-------- PROVIDED DATA

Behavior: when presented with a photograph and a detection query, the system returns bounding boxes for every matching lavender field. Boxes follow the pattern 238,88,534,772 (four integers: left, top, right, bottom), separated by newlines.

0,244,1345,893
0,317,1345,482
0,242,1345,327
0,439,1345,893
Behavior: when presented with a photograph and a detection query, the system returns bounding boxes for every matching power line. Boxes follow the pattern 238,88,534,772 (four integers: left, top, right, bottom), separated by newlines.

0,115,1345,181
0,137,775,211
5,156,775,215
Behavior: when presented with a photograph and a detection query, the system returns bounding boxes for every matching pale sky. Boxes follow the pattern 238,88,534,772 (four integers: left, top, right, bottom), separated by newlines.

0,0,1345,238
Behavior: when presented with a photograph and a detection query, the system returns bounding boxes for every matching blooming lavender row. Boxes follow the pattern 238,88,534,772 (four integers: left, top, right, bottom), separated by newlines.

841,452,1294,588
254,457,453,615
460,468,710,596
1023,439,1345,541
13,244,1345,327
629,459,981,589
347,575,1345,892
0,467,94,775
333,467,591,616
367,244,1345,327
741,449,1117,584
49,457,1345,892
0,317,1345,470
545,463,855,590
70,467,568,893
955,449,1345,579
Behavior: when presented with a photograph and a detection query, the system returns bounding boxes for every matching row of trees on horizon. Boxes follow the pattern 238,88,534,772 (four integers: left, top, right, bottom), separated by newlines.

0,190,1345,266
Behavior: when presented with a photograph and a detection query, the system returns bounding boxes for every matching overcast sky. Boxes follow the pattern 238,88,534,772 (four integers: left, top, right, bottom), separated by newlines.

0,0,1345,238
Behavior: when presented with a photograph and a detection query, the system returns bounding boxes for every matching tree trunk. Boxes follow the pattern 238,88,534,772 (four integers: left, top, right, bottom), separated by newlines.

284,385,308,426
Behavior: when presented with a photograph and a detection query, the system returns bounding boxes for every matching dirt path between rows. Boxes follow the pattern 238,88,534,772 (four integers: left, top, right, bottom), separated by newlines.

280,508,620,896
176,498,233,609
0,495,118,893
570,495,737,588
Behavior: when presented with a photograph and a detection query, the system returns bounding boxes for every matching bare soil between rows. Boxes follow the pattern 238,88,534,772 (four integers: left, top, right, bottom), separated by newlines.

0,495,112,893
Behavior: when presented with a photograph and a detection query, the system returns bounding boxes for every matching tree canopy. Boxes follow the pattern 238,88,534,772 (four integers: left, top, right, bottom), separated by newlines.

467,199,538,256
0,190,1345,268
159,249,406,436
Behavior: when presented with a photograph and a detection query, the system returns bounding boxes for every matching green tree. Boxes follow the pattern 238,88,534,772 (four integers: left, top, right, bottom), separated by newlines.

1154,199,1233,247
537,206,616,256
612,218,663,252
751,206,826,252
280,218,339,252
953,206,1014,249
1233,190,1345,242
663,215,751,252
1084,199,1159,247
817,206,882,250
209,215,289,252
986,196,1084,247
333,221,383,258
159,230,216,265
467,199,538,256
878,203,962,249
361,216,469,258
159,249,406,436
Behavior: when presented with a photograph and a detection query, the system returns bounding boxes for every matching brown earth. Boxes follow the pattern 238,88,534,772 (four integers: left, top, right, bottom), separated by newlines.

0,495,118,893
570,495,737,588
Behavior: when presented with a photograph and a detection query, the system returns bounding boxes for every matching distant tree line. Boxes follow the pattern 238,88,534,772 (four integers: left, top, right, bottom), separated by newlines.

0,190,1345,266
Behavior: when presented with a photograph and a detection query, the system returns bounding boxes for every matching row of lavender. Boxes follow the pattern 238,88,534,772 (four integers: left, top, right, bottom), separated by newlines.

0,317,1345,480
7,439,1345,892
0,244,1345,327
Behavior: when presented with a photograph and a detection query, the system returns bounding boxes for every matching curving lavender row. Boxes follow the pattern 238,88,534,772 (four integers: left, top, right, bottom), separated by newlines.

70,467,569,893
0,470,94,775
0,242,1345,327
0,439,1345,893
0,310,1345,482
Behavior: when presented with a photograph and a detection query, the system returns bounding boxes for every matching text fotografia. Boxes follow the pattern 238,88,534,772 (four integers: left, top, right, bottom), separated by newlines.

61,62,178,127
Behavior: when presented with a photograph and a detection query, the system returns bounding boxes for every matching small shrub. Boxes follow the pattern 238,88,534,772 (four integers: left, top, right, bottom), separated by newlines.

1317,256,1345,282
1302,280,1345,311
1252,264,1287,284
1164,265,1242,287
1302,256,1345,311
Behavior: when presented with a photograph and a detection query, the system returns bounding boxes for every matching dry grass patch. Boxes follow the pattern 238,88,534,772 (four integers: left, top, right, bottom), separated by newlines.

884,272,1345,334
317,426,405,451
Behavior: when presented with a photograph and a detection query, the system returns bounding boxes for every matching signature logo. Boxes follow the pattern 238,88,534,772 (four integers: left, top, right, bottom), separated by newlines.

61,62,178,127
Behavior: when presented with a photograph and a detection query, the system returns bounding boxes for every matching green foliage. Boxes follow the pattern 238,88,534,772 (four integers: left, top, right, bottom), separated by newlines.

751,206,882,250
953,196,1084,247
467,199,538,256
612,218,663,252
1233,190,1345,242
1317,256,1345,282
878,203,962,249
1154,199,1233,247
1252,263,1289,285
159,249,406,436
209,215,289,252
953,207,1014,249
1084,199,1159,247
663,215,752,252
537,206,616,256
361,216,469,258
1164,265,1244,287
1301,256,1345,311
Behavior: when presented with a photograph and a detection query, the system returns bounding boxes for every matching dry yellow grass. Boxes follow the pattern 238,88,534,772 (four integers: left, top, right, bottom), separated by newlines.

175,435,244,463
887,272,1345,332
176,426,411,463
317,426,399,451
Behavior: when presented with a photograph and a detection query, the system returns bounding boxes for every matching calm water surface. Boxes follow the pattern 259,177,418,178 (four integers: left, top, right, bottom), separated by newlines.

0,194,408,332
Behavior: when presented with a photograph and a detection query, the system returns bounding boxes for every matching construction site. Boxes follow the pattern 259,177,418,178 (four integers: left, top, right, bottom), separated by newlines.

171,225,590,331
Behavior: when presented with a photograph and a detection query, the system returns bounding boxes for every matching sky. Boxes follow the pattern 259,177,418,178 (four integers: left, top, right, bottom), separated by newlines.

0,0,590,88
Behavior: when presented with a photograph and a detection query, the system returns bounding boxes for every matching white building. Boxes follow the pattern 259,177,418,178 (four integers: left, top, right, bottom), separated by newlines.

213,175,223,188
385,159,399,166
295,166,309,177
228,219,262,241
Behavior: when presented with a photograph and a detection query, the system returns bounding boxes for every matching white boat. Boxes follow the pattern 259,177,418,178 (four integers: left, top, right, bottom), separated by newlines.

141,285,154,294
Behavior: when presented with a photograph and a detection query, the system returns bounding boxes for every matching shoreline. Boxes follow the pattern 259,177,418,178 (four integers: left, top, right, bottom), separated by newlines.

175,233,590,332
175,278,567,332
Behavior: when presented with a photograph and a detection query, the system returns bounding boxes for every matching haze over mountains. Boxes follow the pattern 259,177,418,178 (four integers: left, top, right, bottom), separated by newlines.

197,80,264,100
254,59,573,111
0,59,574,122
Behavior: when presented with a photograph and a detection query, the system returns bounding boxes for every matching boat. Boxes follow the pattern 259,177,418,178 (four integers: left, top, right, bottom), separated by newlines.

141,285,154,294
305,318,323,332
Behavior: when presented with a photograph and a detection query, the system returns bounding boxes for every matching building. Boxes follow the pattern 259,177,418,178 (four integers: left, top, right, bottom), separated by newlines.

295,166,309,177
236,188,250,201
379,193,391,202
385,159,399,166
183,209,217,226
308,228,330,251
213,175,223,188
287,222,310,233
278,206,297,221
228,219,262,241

----------------

[TO BE DONE] Copy every line of the records above word for word, with no changes.

[SOLUTION FOR THIS PROBLEM]
Behavior: when presented with a photograph and a detection query, the system returns bounding boxes for every matching lavender field. Boxes follow the pattern 238,88,534,772 (four integers: left, top, right, bottom), separated by newlines.

0,244,1345,893
0,317,1345,482
0,242,1345,327
0,439,1345,893
Behavior: when presented with a photograph and a detection query, the system returns bounding boxes for every matching power line. Boxes follow the pattern 238,88,534,772 (four integers: left, top, right, bottom), separated by newlines.

0,115,1345,181
0,137,775,211
5,156,775,215
Behavior: when presented with a photograph and a detection query, the system returns bounding boxes for every matching pale sky. Boxes follow the pattern 238,88,534,772 (four integers: left, top, right, bottom), separated by newlines.

0,0,1345,238
Behavior: when presented with a photograph and a detection query, the system returns bounding boxes for every matching blooming lavender row. Boxes follow the pattern 238,88,534,772 (four integers: left, top, right, bottom), separated by newlines.

841,452,1294,588
254,457,453,615
460,468,710,596
1023,439,1345,541
13,244,1345,327
629,459,981,589
347,575,1345,892
0,467,94,775
333,467,591,616
367,244,1345,327
741,449,1117,584
49,457,1345,892
0,317,1345,470
545,463,855,590
70,467,568,893
955,449,1345,579
Behavior: when presented with a photograph and a detection query, the system returns bounding boxes for every matching row of trees on horizon. Boxes follow the pattern 238,88,534,772 (four integers: left, top, right, bottom), separated by newlines.

0,190,1345,266
Behavior: when presented with a photograph and a detection query, the system returns bounding boxes for every matching overcast sky. Boxes follow the pattern 238,88,534,772 (four integers: left, top, right, bottom), separated by newlines.

0,0,1345,238
Behavior: when presented with a photograph and a detection query, the system returns bounding boxes for every matching tree trunk. Boxes follow the pattern 238,88,534,772 (four integers: left, top, right, bottom), separated by newlines.

284,385,308,426
Behavior: when presented with a photograph and a detection query, the system returns bounding boxes for every matching dirt path between rows. Boxes follow the pattern 238,88,534,772 (four integers: left, top, right, bottom), separated by newlines.

280,508,620,896
176,498,233,609
0,495,118,893
570,495,737,588
Behavior: when presented with a photograph and a detection query, the system returns bounding boxes for every matching bare soil between rows. Boxes follow the pattern 238,88,534,772 (four integers: left, top, right, bottom), separated by newlines.

0,495,112,893
Behavior: when presented with a photograph and a detection query, the system returns bounding boxes for every matching tree canopy. Boxes follow the pattern 238,88,534,772 (four integers: left, top, right, bottom), separated by newlines.

467,199,538,256
0,190,1345,268
159,249,406,436
Behavior: when presented with a photograph and a detection query, the system returns bounding boxes for every matching green tree. Boxes follow the pattern 238,88,534,772 (four integers: left, top, right, bottom), separated by newlines.

1154,199,1233,247
537,206,616,256
612,218,663,252
751,206,826,252
280,218,339,252
953,206,1014,249
1233,190,1345,242
663,215,751,252
1084,199,1159,247
817,206,882,250
209,215,289,252
986,196,1084,247
333,221,383,258
159,230,216,265
467,199,538,256
878,203,962,249
361,216,469,258
159,249,406,436
Behavior: when presented with a photograph and a detection query, the system returns bounding boxes for every matching brown earth. Boxes follow the pattern 238,88,534,772 (four integers: left, top, right, bottom), separated by newlines.

0,495,118,893
570,495,737,588
Behavior: when presented with a photograph and a detection query, the system returns bounding boxes for every matching distant tree line. Boxes follow the pattern 238,88,534,772 (four integers: left, top, right, bottom), separated by newlines.

0,190,1345,266
Behavior: when presented with a photograph and a detection query, the system returns bounding boxes for every matching row of lavender. Boxes follow the pattern 238,88,534,772 (four integers: left, top, right, bottom), separated by newlines.

0,317,1345,480
7,439,1345,892
0,244,1345,327
Behavior: when presented with a photograph and a detection query, the system returns bounding boxes for every matching curving lavender row. Boxes follow the pattern 238,88,534,772 (four integers: left, top, right, bottom), separated by newlines.

70,467,569,893
0,470,94,775
0,242,1345,327
0,439,1345,893
0,310,1345,482
Behavior: when presented with a photograph and a detection query, the system returns bounding boxes for every matching text fotografia. Boxes follow the pattern 238,88,534,772 (four integers: left, top, right, bottom), separated by newlines.

61,62,178,127
Behavior: when presented with a photograph and a detection query, the system returns bounding boxes for every matching small shrub. Boxes follow the pattern 238,88,534,772 (four integers: left, top, right, bottom), separated by newlines.

1317,256,1345,282
1302,280,1345,311
1252,264,1287,284
1164,265,1242,287
1302,256,1345,311
Behavior: when presented with a photograph and a detection query, the system returns bounding boxes for every matching dry grass patch. Boxes follow the pattern 238,88,534,772 (four integers: left, top, right, bottom), separated by newlines.

884,272,1345,334
317,426,405,451
Behavior: when presented with a photograph and a detection query, the system returns bounding boxes for every matching signature logo. Boxes follow the pattern 238,88,534,772 (four integers: left, top, right, bottom), separated by newlines.

61,62,178,127
Behavior: when presented with a photograph and a detection query, the system returns bounding boxes for every matching green foliage. Boxes follow the pattern 238,88,534,772 (four integers: left, top, right, bottom), separated by newlines.

751,206,882,250
953,196,1084,247
467,199,538,256
612,218,663,252
1233,190,1345,242
1317,256,1345,282
878,203,962,249
1154,199,1233,247
1252,263,1289,285
159,249,406,436
209,215,289,252
953,207,1014,249
1084,199,1159,247
663,215,752,252
537,206,616,256
361,216,469,258
1164,265,1244,287
1301,256,1345,311
Behavior: when presented with a photograph and a detection query, the system returns bounding boxes for every matching dry yellow grass. Boxes follow the pattern 238,88,534,772 (four integers: left, top, right, bottom), separated by newlines.

175,435,244,463
887,272,1345,332
176,426,411,463
317,426,399,451
Behavior: when presented with a photograph and a detection query, the system returns bounding boxes for every matching calm water surface. Boxes follow the pattern 259,177,418,178 (four integers: left, top, right, bottom), separated by newlines.

0,194,408,332
Behavior: when presented with a photograph and a detection query, the system returns bounding boxes for every matching construction site. Boxes follow the pattern 259,177,418,178 (four integers: left, top, right, bottom), separated by newlines.

171,225,590,331
Behavior: when presented with a photograph and a detection query, the system returns bounding boxes for every matching sky. Boxes follow the pattern 259,177,418,178 (four integers: left, top, right, bottom), separated by newlines.

0,0,590,88
Behavior: when presented with a photograph and a detection query, the system returns bounding boxes for every matching white building. Boxes follow the pattern 259,177,418,178 (four integers: left, top, right, bottom), separated by newlines.

213,175,223,188
385,159,399,166
295,166,309,177
228,219,262,241
Behavior: when presented with a photograph and a detection query, the system returns bounding boxes for every matching white boat. Boxes follow the pattern 259,177,418,178 (four integers: left, top, right, bottom), separated by newlines.

141,285,154,294
Behavior: when presented with a photograph and a detection query, the system returns bounding boxes for every matching shoreline. Boxes follow the pattern 259,177,418,178 (four integers: left, top, right, bottom), separated by newlines.

175,233,590,332
175,278,567,332
Behavior: when presented with a photograph and a detection query, the system returns bounding boxes for every matching haze over mountains. Boxes follow the pattern 259,177,418,178 (four integers: left, top, right, bottom), separated by newlines.

197,80,264,100
254,59,573,111
0,59,574,122
Behavior: when presented with a photograph and a detection query, the system returns bounding boxes for every matching boat. Boxes follow the pattern 259,177,418,178 (four integers: left, top, right, bottom), separated by newlines.

141,285,154,294
305,318,323,332
Behavior: when presented with a photograph and a detection query, the system returns bounding boxes for every matching building. Boxes follow the pattern 259,177,418,178 (four integers: left, top, right, bottom), separated by newlines.

295,166,309,177
236,188,250,201
379,193,391,202
385,159,399,166
183,209,217,226
308,228,330,251
213,175,223,188
287,222,310,233
278,206,297,221
228,219,262,241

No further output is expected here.